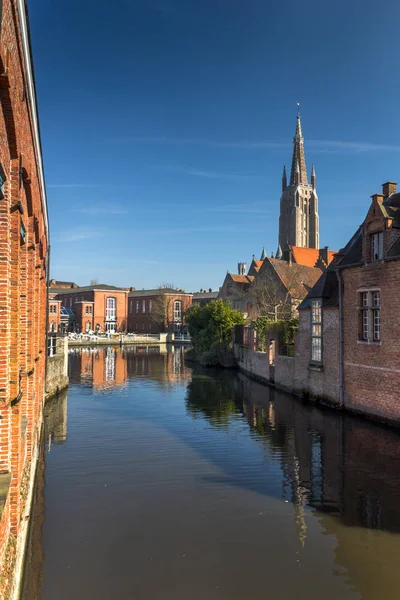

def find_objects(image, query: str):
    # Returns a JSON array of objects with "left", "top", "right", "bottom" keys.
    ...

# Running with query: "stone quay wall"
[{"left": 0, "top": 0, "right": 49, "bottom": 600}]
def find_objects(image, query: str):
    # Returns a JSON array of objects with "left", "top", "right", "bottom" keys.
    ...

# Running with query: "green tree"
[{"left": 186, "top": 300, "right": 245, "bottom": 353}]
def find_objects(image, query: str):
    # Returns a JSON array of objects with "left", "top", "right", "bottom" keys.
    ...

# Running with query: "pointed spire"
[
  {"left": 311, "top": 163, "right": 317, "bottom": 190},
  {"left": 282, "top": 165, "right": 287, "bottom": 192},
  {"left": 290, "top": 113, "right": 308, "bottom": 185}
]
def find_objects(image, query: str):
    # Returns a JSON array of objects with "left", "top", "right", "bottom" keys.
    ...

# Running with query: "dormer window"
[{"left": 371, "top": 231, "right": 383, "bottom": 260}]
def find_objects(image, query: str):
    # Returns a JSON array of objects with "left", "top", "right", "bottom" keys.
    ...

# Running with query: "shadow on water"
[
  {"left": 22, "top": 347, "right": 400, "bottom": 600},
  {"left": 21, "top": 392, "right": 68, "bottom": 600},
  {"left": 67, "top": 347, "right": 400, "bottom": 532},
  {"left": 186, "top": 368, "right": 400, "bottom": 533}
]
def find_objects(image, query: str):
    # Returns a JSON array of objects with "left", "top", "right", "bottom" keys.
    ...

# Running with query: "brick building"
[
  {"left": 295, "top": 182, "right": 400, "bottom": 422},
  {"left": 192, "top": 288, "right": 218, "bottom": 307},
  {"left": 48, "top": 297, "right": 62, "bottom": 333},
  {"left": 218, "top": 248, "right": 322, "bottom": 319},
  {"left": 0, "top": 0, "right": 49, "bottom": 599},
  {"left": 128, "top": 288, "right": 193, "bottom": 333},
  {"left": 51, "top": 284, "right": 129, "bottom": 333}
]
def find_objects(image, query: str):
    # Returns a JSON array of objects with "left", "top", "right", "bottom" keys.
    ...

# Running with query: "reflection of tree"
[{"left": 186, "top": 374, "right": 241, "bottom": 427}]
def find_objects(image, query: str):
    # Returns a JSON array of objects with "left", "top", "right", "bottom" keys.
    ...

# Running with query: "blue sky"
[{"left": 29, "top": 0, "right": 400, "bottom": 291}]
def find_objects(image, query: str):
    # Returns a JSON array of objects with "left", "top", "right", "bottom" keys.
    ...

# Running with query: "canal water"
[{"left": 23, "top": 347, "right": 400, "bottom": 600}]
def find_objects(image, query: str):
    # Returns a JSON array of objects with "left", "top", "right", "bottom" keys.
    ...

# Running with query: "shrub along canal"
[{"left": 23, "top": 347, "right": 400, "bottom": 600}]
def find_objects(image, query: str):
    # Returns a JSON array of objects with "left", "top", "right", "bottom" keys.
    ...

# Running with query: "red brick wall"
[
  {"left": 128, "top": 294, "right": 192, "bottom": 333},
  {"left": 57, "top": 289, "right": 128, "bottom": 332},
  {"left": 48, "top": 298, "right": 61, "bottom": 331},
  {"left": 343, "top": 261, "right": 400, "bottom": 421},
  {"left": 0, "top": 0, "right": 48, "bottom": 598},
  {"left": 94, "top": 290, "right": 128, "bottom": 331},
  {"left": 293, "top": 308, "right": 339, "bottom": 404}
]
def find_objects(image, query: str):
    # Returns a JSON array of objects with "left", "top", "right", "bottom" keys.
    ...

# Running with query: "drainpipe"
[
  {"left": 336, "top": 269, "right": 344, "bottom": 408},
  {"left": 44, "top": 245, "right": 50, "bottom": 392}
]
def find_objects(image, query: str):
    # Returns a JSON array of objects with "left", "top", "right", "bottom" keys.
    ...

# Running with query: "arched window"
[
  {"left": 106, "top": 296, "right": 116, "bottom": 320},
  {"left": 174, "top": 300, "right": 182, "bottom": 321}
]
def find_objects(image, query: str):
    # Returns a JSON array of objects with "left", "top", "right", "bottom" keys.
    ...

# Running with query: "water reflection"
[
  {"left": 186, "top": 369, "right": 400, "bottom": 533},
  {"left": 69, "top": 344, "right": 190, "bottom": 391},
  {"left": 23, "top": 347, "right": 400, "bottom": 600}
]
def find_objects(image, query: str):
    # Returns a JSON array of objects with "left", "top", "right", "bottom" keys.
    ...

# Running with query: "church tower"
[{"left": 276, "top": 114, "right": 319, "bottom": 259}]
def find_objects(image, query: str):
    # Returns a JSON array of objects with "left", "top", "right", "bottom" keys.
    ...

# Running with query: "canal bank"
[{"left": 23, "top": 347, "right": 400, "bottom": 600}]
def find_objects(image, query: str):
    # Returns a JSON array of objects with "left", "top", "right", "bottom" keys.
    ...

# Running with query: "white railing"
[
  {"left": 174, "top": 333, "right": 192, "bottom": 342},
  {"left": 124, "top": 333, "right": 160, "bottom": 340}
]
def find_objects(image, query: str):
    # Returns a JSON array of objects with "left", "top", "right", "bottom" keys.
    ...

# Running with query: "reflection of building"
[
  {"left": 235, "top": 375, "right": 400, "bottom": 533},
  {"left": 70, "top": 346, "right": 127, "bottom": 388},
  {"left": 44, "top": 392, "right": 68, "bottom": 444},
  {"left": 128, "top": 288, "right": 192, "bottom": 333}
]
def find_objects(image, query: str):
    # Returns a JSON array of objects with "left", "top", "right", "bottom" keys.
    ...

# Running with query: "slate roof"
[
  {"left": 51, "top": 283, "right": 128, "bottom": 294},
  {"left": 298, "top": 262, "right": 339, "bottom": 310},
  {"left": 129, "top": 288, "right": 193, "bottom": 298},
  {"left": 193, "top": 292, "right": 218, "bottom": 300},
  {"left": 228, "top": 273, "right": 254, "bottom": 284},
  {"left": 337, "top": 227, "right": 363, "bottom": 267},
  {"left": 49, "top": 279, "right": 79, "bottom": 289},
  {"left": 290, "top": 246, "right": 336, "bottom": 267},
  {"left": 264, "top": 258, "right": 321, "bottom": 299}
]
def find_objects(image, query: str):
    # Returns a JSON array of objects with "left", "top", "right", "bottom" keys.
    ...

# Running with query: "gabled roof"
[
  {"left": 228, "top": 273, "right": 254, "bottom": 284},
  {"left": 289, "top": 246, "right": 336, "bottom": 267},
  {"left": 336, "top": 227, "right": 363, "bottom": 267},
  {"left": 129, "top": 288, "right": 193, "bottom": 298},
  {"left": 49, "top": 279, "right": 79, "bottom": 289},
  {"left": 247, "top": 258, "right": 264, "bottom": 277},
  {"left": 260, "top": 258, "right": 321, "bottom": 299},
  {"left": 297, "top": 262, "right": 339, "bottom": 310},
  {"left": 193, "top": 292, "right": 218, "bottom": 300},
  {"left": 51, "top": 283, "right": 128, "bottom": 295},
  {"left": 381, "top": 193, "right": 400, "bottom": 227}
]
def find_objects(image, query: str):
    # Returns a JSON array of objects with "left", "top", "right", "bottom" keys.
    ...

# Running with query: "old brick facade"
[
  {"left": 52, "top": 284, "right": 128, "bottom": 333},
  {"left": 128, "top": 288, "right": 193, "bottom": 333},
  {"left": 296, "top": 182, "right": 400, "bottom": 423},
  {"left": 0, "top": 0, "right": 48, "bottom": 599}
]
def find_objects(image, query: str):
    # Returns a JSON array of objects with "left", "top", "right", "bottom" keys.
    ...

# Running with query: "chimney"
[
  {"left": 238, "top": 263, "right": 247, "bottom": 275},
  {"left": 371, "top": 194, "right": 385, "bottom": 204},
  {"left": 382, "top": 181, "right": 397, "bottom": 198},
  {"left": 319, "top": 246, "right": 329, "bottom": 267}
]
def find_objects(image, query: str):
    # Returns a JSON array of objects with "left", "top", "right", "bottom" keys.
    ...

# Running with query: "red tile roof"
[
  {"left": 229, "top": 273, "right": 254, "bottom": 283},
  {"left": 291, "top": 246, "right": 336, "bottom": 267}
]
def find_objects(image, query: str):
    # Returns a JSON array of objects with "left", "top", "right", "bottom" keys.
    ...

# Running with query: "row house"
[
  {"left": 49, "top": 284, "right": 129, "bottom": 333},
  {"left": 128, "top": 288, "right": 193, "bottom": 333},
  {"left": 0, "top": 0, "right": 49, "bottom": 598},
  {"left": 295, "top": 182, "right": 400, "bottom": 423},
  {"left": 218, "top": 247, "right": 324, "bottom": 320}
]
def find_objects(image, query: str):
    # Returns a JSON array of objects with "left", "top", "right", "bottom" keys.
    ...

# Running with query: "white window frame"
[
  {"left": 310, "top": 299, "right": 322, "bottom": 364},
  {"left": 174, "top": 300, "right": 182, "bottom": 323},
  {"left": 358, "top": 288, "right": 381, "bottom": 344},
  {"left": 106, "top": 296, "right": 117, "bottom": 321},
  {"left": 371, "top": 231, "right": 383, "bottom": 260}
]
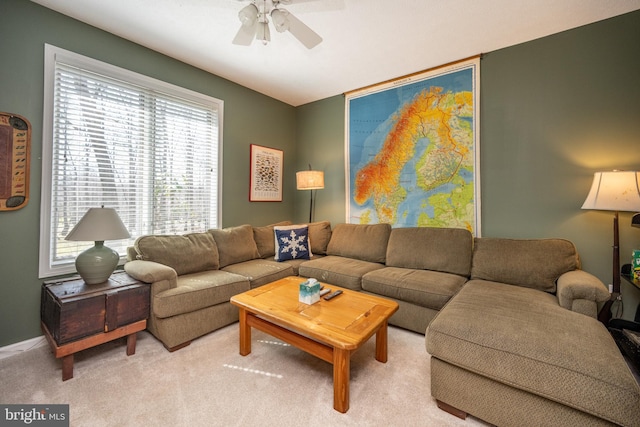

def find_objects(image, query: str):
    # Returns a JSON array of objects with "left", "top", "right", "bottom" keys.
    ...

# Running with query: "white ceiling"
[{"left": 32, "top": 0, "right": 640, "bottom": 106}]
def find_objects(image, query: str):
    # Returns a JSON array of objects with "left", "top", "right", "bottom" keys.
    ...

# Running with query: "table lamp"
[
  {"left": 582, "top": 170, "right": 640, "bottom": 323},
  {"left": 296, "top": 165, "right": 324, "bottom": 222},
  {"left": 65, "top": 206, "right": 131, "bottom": 285}
]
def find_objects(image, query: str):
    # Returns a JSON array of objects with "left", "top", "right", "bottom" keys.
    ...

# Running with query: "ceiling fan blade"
[
  {"left": 232, "top": 21, "right": 258, "bottom": 46},
  {"left": 287, "top": 12, "right": 322, "bottom": 49}
]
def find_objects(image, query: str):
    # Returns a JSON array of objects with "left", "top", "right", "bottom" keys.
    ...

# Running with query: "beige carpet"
[{"left": 0, "top": 324, "right": 485, "bottom": 427}]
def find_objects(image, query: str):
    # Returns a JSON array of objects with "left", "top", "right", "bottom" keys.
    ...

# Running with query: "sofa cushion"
[
  {"left": 134, "top": 233, "right": 219, "bottom": 275},
  {"left": 426, "top": 280, "right": 640, "bottom": 425},
  {"left": 386, "top": 227, "right": 473, "bottom": 277},
  {"left": 298, "top": 255, "right": 384, "bottom": 291},
  {"left": 327, "top": 224, "right": 391, "bottom": 263},
  {"left": 253, "top": 221, "right": 292, "bottom": 258},
  {"left": 222, "top": 258, "right": 295, "bottom": 289},
  {"left": 362, "top": 267, "right": 467, "bottom": 310},
  {"left": 471, "top": 237, "right": 580, "bottom": 292},
  {"left": 273, "top": 225, "right": 311, "bottom": 261},
  {"left": 209, "top": 224, "right": 260, "bottom": 268},
  {"left": 308, "top": 221, "right": 331, "bottom": 255},
  {"left": 152, "top": 270, "right": 250, "bottom": 318}
]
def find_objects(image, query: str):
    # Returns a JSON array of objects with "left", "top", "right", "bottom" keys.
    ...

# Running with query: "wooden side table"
[
  {"left": 608, "top": 264, "right": 640, "bottom": 371},
  {"left": 40, "top": 272, "right": 150, "bottom": 381}
]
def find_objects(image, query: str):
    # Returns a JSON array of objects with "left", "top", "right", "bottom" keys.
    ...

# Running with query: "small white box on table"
[{"left": 298, "top": 279, "right": 320, "bottom": 304}]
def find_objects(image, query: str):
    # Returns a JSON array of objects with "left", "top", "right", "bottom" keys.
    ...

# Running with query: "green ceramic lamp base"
[{"left": 76, "top": 241, "right": 120, "bottom": 285}]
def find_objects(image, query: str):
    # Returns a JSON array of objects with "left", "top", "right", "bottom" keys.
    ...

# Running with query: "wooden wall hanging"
[{"left": 0, "top": 112, "right": 31, "bottom": 211}]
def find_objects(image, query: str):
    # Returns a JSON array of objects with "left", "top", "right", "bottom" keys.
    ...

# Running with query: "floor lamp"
[
  {"left": 582, "top": 170, "right": 640, "bottom": 324},
  {"left": 296, "top": 165, "right": 324, "bottom": 222}
]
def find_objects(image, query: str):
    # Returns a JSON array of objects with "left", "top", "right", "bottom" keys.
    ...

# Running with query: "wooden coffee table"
[{"left": 231, "top": 277, "right": 398, "bottom": 413}]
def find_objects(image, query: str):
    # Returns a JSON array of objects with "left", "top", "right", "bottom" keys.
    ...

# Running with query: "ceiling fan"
[{"left": 233, "top": 0, "right": 322, "bottom": 49}]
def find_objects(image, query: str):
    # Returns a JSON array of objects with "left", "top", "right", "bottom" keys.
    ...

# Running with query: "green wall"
[
  {"left": 0, "top": 0, "right": 297, "bottom": 346},
  {"left": 0, "top": 0, "right": 640, "bottom": 346},
  {"left": 296, "top": 11, "right": 640, "bottom": 319}
]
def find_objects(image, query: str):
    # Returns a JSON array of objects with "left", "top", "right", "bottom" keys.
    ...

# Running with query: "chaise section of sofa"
[
  {"left": 299, "top": 224, "right": 391, "bottom": 291},
  {"left": 426, "top": 238, "right": 640, "bottom": 426},
  {"left": 362, "top": 227, "right": 473, "bottom": 334}
]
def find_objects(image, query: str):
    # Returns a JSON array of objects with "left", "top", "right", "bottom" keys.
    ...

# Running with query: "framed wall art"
[
  {"left": 249, "top": 144, "right": 284, "bottom": 202},
  {"left": 345, "top": 56, "right": 480, "bottom": 236},
  {"left": 0, "top": 113, "right": 31, "bottom": 211}
]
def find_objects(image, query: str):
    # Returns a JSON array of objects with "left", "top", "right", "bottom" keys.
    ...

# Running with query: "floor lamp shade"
[
  {"left": 65, "top": 207, "right": 131, "bottom": 285},
  {"left": 582, "top": 171, "right": 640, "bottom": 324},
  {"left": 296, "top": 171, "right": 324, "bottom": 190},
  {"left": 296, "top": 171, "right": 324, "bottom": 222},
  {"left": 582, "top": 171, "right": 640, "bottom": 212}
]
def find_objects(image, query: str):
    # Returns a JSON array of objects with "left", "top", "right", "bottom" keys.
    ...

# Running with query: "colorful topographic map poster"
[{"left": 345, "top": 58, "right": 480, "bottom": 236}]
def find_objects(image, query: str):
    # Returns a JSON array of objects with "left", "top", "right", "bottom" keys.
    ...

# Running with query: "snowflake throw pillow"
[{"left": 273, "top": 225, "right": 311, "bottom": 261}]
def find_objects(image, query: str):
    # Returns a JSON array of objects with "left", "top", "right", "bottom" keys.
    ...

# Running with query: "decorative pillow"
[{"left": 273, "top": 225, "right": 312, "bottom": 261}]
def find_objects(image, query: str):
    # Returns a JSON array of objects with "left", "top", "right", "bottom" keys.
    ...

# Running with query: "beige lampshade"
[
  {"left": 296, "top": 171, "right": 324, "bottom": 190},
  {"left": 65, "top": 207, "right": 131, "bottom": 242},
  {"left": 582, "top": 171, "right": 640, "bottom": 212}
]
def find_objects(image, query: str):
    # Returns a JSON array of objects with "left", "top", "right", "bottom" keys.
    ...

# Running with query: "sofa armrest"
[
  {"left": 124, "top": 260, "right": 178, "bottom": 295},
  {"left": 556, "top": 270, "right": 610, "bottom": 318}
]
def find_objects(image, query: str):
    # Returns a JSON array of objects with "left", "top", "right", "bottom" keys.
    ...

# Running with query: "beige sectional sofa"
[{"left": 125, "top": 222, "right": 640, "bottom": 426}]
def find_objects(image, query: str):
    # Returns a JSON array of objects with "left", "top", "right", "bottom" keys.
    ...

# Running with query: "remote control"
[{"left": 323, "top": 290, "right": 342, "bottom": 301}]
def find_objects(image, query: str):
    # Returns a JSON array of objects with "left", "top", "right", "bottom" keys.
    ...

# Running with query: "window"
[{"left": 39, "top": 45, "right": 223, "bottom": 277}]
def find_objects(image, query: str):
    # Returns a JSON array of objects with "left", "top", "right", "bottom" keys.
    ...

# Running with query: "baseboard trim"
[{"left": 0, "top": 335, "right": 47, "bottom": 359}]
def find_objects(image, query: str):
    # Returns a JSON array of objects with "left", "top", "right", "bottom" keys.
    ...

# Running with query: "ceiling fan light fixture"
[
  {"left": 256, "top": 22, "right": 271, "bottom": 45},
  {"left": 271, "top": 9, "right": 289, "bottom": 33},
  {"left": 238, "top": 3, "right": 259, "bottom": 27}
]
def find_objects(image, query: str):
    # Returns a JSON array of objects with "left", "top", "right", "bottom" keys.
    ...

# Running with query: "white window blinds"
[{"left": 40, "top": 46, "right": 222, "bottom": 277}]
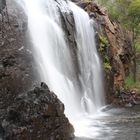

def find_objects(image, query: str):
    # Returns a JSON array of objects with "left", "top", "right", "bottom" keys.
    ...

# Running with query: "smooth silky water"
[{"left": 16, "top": 0, "right": 108, "bottom": 138}]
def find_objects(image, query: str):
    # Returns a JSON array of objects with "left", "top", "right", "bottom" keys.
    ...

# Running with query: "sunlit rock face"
[
  {"left": 77, "top": 0, "right": 132, "bottom": 101},
  {"left": 0, "top": 83, "right": 74, "bottom": 140}
]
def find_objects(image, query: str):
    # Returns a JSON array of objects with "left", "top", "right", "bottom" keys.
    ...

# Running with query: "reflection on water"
[{"left": 75, "top": 105, "right": 140, "bottom": 140}]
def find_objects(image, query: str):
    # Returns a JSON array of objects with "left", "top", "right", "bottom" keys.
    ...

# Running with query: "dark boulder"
[{"left": 0, "top": 83, "right": 74, "bottom": 140}]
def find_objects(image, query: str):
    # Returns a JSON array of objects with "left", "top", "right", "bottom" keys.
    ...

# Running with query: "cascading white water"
[{"left": 16, "top": 0, "right": 104, "bottom": 136}]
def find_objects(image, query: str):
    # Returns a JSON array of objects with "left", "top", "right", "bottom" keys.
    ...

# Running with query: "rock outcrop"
[
  {"left": 0, "top": 83, "right": 74, "bottom": 140},
  {"left": 77, "top": 0, "right": 132, "bottom": 100}
]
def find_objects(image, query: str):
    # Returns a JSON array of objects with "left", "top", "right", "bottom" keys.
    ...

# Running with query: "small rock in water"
[{"left": 125, "top": 103, "right": 133, "bottom": 107}]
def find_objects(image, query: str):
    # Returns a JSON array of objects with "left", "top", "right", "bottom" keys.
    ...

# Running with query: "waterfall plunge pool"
[{"left": 74, "top": 105, "right": 140, "bottom": 140}]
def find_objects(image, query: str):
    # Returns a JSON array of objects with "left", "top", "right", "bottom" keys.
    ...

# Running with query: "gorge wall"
[
  {"left": 0, "top": 0, "right": 132, "bottom": 140},
  {"left": 77, "top": 0, "right": 133, "bottom": 102}
]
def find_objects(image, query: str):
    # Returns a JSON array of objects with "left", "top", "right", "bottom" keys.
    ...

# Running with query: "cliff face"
[
  {"left": 0, "top": 1, "right": 37, "bottom": 109},
  {"left": 0, "top": 0, "right": 132, "bottom": 140},
  {"left": 77, "top": 0, "right": 132, "bottom": 101},
  {"left": 0, "top": 0, "right": 74, "bottom": 140}
]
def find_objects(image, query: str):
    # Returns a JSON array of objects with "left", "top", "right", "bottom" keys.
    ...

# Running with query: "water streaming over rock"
[{"left": 16, "top": 0, "right": 104, "bottom": 136}]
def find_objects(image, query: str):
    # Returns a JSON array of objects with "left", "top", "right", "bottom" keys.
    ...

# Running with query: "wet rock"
[
  {"left": 77, "top": 0, "right": 132, "bottom": 100},
  {"left": 0, "top": 83, "right": 74, "bottom": 140},
  {"left": 0, "top": 0, "right": 6, "bottom": 13}
]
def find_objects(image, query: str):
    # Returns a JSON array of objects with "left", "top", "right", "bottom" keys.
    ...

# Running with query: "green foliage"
[
  {"left": 99, "top": 35, "right": 112, "bottom": 73},
  {"left": 103, "top": 62, "right": 112, "bottom": 72},
  {"left": 99, "top": 36, "right": 109, "bottom": 52},
  {"left": 125, "top": 75, "right": 140, "bottom": 93}
]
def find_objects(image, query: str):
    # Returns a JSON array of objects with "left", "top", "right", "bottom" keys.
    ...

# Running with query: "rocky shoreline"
[{"left": 0, "top": 83, "right": 74, "bottom": 140}]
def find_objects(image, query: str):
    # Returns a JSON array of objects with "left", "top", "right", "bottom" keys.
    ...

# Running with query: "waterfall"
[{"left": 18, "top": 0, "right": 104, "bottom": 136}]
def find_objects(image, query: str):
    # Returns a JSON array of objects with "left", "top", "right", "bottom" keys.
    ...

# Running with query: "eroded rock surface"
[
  {"left": 0, "top": 83, "right": 74, "bottom": 140},
  {"left": 77, "top": 0, "right": 133, "bottom": 100}
]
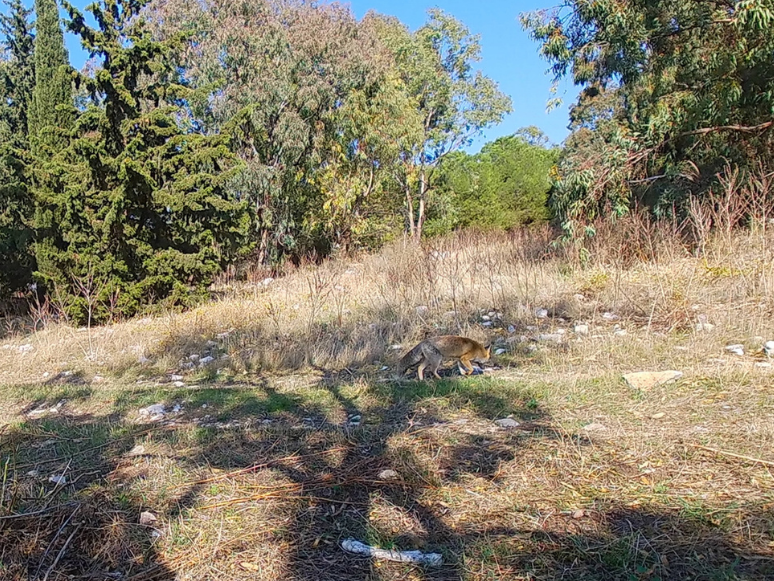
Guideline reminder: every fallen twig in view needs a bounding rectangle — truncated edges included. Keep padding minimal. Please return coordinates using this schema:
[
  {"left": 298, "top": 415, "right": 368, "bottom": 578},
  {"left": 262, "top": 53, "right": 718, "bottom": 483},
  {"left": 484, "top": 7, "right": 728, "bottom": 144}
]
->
[{"left": 691, "top": 444, "right": 774, "bottom": 466}]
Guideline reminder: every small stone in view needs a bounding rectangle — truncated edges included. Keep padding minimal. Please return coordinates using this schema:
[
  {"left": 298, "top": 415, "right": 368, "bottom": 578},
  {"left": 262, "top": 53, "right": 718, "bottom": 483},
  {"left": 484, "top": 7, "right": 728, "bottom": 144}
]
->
[
  {"left": 495, "top": 418, "right": 519, "bottom": 429},
  {"left": 126, "top": 444, "right": 145, "bottom": 456},
  {"left": 140, "top": 511, "right": 159, "bottom": 526},
  {"left": 573, "top": 323, "right": 589, "bottom": 335},
  {"left": 623, "top": 370, "right": 683, "bottom": 390}
]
_____
▶ _WHAT YOU WILL DO_:
Repeat exactly, and only, the lines from the line containing "Guideline reminder: every small" through the last line of the records above, both included.

▶ _EXPECTED OUTPUT_:
Guideline reminder: every small stone in view needs a bounding rectangle — truncated edges included. Keep padding minimal. Please return coordinates using this schema:
[
  {"left": 298, "top": 415, "right": 368, "bottom": 578},
  {"left": 262, "top": 53, "right": 718, "bottom": 483},
  {"left": 484, "top": 7, "right": 728, "bottom": 144}
]
->
[
  {"left": 495, "top": 418, "right": 519, "bottom": 429},
  {"left": 126, "top": 444, "right": 145, "bottom": 456},
  {"left": 140, "top": 511, "right": 159, "bottom": 526},
  {"left": 573, "top": 323, "right": 589, "bottom": 335},
  {"left": 623, "top": 370, "right": 683, "bottom": 390}
]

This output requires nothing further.